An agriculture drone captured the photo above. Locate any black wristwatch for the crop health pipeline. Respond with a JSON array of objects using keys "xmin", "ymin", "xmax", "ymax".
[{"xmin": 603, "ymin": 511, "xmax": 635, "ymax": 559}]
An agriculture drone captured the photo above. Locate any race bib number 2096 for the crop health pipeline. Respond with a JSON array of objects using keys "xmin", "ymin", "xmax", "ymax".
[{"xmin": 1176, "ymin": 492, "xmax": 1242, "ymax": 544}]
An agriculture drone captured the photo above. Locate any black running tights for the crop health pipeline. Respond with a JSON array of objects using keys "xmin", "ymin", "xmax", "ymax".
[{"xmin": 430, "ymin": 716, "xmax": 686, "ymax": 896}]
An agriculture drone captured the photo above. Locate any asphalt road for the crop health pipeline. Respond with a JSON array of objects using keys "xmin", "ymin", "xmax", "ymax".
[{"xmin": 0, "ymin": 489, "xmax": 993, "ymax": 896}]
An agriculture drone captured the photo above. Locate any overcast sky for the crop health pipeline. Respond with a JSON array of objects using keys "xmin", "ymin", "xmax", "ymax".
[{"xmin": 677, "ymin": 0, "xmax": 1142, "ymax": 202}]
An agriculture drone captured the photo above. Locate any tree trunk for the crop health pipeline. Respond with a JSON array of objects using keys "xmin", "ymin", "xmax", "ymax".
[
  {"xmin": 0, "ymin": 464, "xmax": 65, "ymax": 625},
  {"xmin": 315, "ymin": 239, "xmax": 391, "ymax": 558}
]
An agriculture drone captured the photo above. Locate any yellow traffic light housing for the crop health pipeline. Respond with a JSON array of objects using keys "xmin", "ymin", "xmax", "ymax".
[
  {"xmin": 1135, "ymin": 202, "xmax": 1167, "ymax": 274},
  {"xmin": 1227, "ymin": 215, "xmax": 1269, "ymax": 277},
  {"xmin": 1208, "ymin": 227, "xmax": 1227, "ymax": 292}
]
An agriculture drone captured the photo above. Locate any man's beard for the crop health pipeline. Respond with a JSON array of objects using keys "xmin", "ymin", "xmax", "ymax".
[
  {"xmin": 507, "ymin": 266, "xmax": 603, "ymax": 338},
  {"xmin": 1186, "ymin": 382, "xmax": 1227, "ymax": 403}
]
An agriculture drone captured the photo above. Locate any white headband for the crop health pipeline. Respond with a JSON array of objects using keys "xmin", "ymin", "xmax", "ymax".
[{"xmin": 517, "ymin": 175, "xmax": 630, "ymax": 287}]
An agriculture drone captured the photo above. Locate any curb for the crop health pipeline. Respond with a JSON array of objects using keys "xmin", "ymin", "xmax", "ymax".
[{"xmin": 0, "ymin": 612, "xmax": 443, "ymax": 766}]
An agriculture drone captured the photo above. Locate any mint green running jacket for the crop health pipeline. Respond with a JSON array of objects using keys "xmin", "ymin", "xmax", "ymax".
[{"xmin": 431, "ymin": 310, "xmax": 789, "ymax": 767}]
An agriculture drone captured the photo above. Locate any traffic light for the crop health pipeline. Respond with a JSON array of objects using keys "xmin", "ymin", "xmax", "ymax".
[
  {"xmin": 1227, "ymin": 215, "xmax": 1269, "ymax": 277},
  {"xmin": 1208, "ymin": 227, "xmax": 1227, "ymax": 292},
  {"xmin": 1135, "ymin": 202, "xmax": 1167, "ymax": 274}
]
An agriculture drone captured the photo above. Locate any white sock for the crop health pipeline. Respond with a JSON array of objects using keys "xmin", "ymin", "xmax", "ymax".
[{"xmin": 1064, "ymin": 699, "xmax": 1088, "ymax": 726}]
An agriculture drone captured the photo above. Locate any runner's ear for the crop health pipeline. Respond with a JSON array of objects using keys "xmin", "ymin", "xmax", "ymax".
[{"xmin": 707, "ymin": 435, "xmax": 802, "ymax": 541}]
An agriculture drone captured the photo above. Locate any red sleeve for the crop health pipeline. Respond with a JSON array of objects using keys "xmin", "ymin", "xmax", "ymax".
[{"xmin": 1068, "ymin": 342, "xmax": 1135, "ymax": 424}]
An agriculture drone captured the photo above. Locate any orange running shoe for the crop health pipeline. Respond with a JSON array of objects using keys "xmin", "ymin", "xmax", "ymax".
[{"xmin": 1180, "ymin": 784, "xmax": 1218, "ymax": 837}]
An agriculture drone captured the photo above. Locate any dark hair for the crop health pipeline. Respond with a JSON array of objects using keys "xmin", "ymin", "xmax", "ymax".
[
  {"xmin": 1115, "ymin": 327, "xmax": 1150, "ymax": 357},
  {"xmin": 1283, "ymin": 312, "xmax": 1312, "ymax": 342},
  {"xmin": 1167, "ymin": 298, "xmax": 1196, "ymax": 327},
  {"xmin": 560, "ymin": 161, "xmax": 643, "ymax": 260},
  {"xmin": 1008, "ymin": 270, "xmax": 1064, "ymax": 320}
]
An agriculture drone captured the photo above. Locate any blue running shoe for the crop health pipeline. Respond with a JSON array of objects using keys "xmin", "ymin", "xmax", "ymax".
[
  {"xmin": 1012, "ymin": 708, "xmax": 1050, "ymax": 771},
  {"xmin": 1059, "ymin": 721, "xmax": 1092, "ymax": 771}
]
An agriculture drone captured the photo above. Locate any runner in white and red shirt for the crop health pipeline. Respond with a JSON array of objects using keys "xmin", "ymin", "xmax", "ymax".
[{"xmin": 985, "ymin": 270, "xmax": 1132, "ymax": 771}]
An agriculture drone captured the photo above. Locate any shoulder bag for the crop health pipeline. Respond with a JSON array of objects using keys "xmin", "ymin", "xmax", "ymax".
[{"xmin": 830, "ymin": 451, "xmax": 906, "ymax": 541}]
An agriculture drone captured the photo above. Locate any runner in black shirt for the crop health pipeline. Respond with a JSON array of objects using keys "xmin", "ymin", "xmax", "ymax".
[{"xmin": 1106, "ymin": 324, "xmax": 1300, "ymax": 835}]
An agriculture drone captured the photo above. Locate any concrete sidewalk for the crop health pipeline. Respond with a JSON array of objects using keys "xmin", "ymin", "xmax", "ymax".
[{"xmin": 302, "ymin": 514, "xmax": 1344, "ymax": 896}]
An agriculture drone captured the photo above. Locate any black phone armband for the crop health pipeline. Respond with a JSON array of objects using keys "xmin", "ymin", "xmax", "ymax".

-=-=-=-=-

Reproduce the data above verbatim, line for line, from start to end.

An agriculture drone captured the photo above. Locate any black wristwatch for the crop health pipeline. Respond with a JSON array of objects using keys "xmin", "ymin", "xmax", "ymax".
[{"xmin": 603, "ymin": 511, "xmax": 635, "ymax": 559}]
An agriculture drone captured the photo above. Locate any race bib number 2096 for the crop health pipeline. Respond with a JSON array of objects using keys "xmin", "ymin", "xmax", "ymax".
[{"xmin": 1176, "ymin": 492, "xmax": 1242, "ymax": 544}]
An agriculture drone captured the photo above. Locate any black running tights for the crop health pipeline. Respond with a JSON array of objects using keys "xmin", "ymin", "xmax", "ymax".
[{"xmin": 430, "ymin": 716, "xmax": 686, "ymax": 896}]
An agriculture drone captured the photo above. Locate any asphalt road for the crop health pipeline. Respond with a JSON array of objects using keys "xmin", "ymin", "xmax", "ymax".
[{"xmin": 0, "ymin": 489, "xmax": 993, "ymax": 896}]
An agriculture drone captured the photo above. Locate any overcast sky for the crop health pipeline. Respond with a JSON array of objects using keys "xmin", "ymin", "xmax", "ymax".
[{"xmin": 677, "ymin": 0, "xmax": 1142, "ymax": 202}]
An agriculture drone captured the photo above. Locate any tree trunk for the crop health pipeline. Respond with a JSON array of objects using keys "xmin", "ymin", "xmax", "ymax".
[
  {"xmin": 0, "ymin": 464, "xmax": 65, "ymax": 625},
  {"xmin": 315, "ymin": 239, "xmax": 391, "ymax": 558}
]
An agriculture drone captured the photo above. Locate any yellow traffic light housing for the crop health pipeline. Respond with a JSON array of objects using keys "xmin", "ymin", "xmax", "ymax".
[
  {"xmin": 1135, "ymin": 202, "xmax": 1167, "ymax": 274},
  {"xmin": 1227, "ymin": 215, "xmax": 1269, "ymax": 277},
  {"xmin": 1208, "ymin": 227, "xmax": 1227, "ymax": 292}
]
An agriculture drone captured the photo above. Locate any man's beard for the crop health pipeline. Respond with a JSON array of objects using keys "xmin", "ymin", "xmax", "ymax".
[
  {"xmin": 507, "ymin": 266, "xmax": 603, "ymax": 338},
  {"xmin": 1186, "ymin": 382, "xmax": 1227, "ymax": 403}
]
An agriculture drone captured the photo above. Locate any white headband for the crop health pipeline. Respond with a JSON array of objects using keys "xmin", "ymin", "xmax", "ymax".
[{"xmin": 517, "ymin": 175, "xmax": 630, "ymax": 287}]
An agriculture drone captured the photo above. Locate any curb for the crop health pipeline. Respond with a JSON array of objects using keys "xmin", "ymin", "xmax", "ymax".
[{"xmin": 0, "ymin": 612, "xmax": 443, "ymax": 766}]
An agriculture drone captured the photo above. Locate any mint green running jacket for the crop health pipeline. Respond with a JSON array of objects using keys "xmin", "ymin", "xmax", "ymax".
[{"xmin": 431, "ymin": 310, "xmax": 789, "ymax": 767}]
An agriculture drone captured the photo above. Locate any traffic light for the crop health pipeline. Respond with a JSON array of objects using keys "xmin", "ymin", "xmax", "ymax".
[
  {"xmin": 1227, "ymin": 215, "xmax": 1269, "ymax": 277},
  {"xmin": 1208, "ymin": 227, "xmax": 1227, "ymax": 292},
  {"xmin": 1135, "ymin": 202, "xmax": 1167, "ymax": 274}
]
An agriculture drone captured the photo above. Locate any white sock for the crop health pipeline. Respond with a JSON array of objects using keys "xmin", "ymin", "xmax", "ymax".
[{"xmin": 1064, "ymin": 699, "xmax": 1088, "ymax": 726}]
An agriculture drone captured the photo above. Locate any runner's ear for the crop health pipeline. Respond with a JSON array of objects using keys "xmin", "ymin", "xmax", "ymax".
[{"xmin": 707, "ymin": 435, "xmax": 802, "ymax": 541}]
An agriculture drone captured the photo above. Locate any red sleeve for the crop health pipeline. Respond with a JSON array of objects using keys "xmin", "ymin", "xmax", "ymax".
[{"xmin": 1068, "ymin": 342, "xmax": 1135, "ymax": 424}]
An agriculture drone captured the photo above. Locate any orange running shoe for the crop health pipeline. Respond with a JSON array of objects using keys "xmin", "ymin", "xmax", "ymax".
[{"xmin": 1180, "ymin": 784, "xmax": 1218, "ymax": 837}]
An agriculture drone captured the photo above. Locate any dark hair for the crop health pipeline. Respond with a JSON array of objects using keys "xmin", "ymin", "xmax", "ymax".
[
  {"xmin": 1115, "ymin": 327, "xmax": 1150, "ymax": 357},
  {"xmin": 1283, "ymin": 312, "xmax": 1312, "ymax": 342},
  {"xmin": 1167, "ymin": 298, "xmax": 1196, "ymax": 327},
  {"xmin": 560, "ymin": 161, "xmax": 643, "ymax": 260},
  {"xmin": 1008, "ymin": 270, "xmax": 1064, "ymax": 320}
]
An agriculture drone captured the photo above. Locate any blue running shoe for the crop health pipeline. Respond with a JSON array of objects using keys "xmin", "ymin", "xmax", "ymax".
[
  {"xmin": 1012, "ymin": 708, "xmax": 1050, "ymax": 771},
  {"xmin": 1059, "ymin": 721, "xmax": 1092, "ymax": 771}
]
An agriculture drone captured the photo above. Locate any runner in white and red shirt for the crop health pipeline. Respond with a JSON array of objects using keys "xmin", "ymin", "xmax", "ymax".
[{"xmin": 985, "ymin": 270, "xmax": 1132, "ymax": 771}]
An agriculture drone captured the photo above. Locate any shoulder bag for the crop health pipeline. Respond with a JSON array of objects using keys "xmin", "ymin", "xmax", "ymax".
[{"xmin": 830, "ymin": 451, "xmax": 906, "ymax": 541}]
An agriculture drone captured the photo above. Locate any runner in black shirt for the crop health pipeline. Respond with a JSON array of objects using keys "xmin", "ymin", "xmax", "ymax".
[{"xmin": 1106, "ymin": 324, "xmax": 1300, "ymax": 835}]
An agriculture drone captured the photo above. Locate any concrete sidewalk for the crop health pipeline. Respond with a JSON array of objects using keys "xmin", "ymin", "xmax", "ymax".
[{"xmin": 302, "ymin": 514, "xmax": 1344, "ymax": 896}]
An agriculture drone captured the photo above. Locate any black phone armband for the crop health pipeline. Respond with a JSON array of objects using keys "xmin", "ymin", "xmax", "ymax".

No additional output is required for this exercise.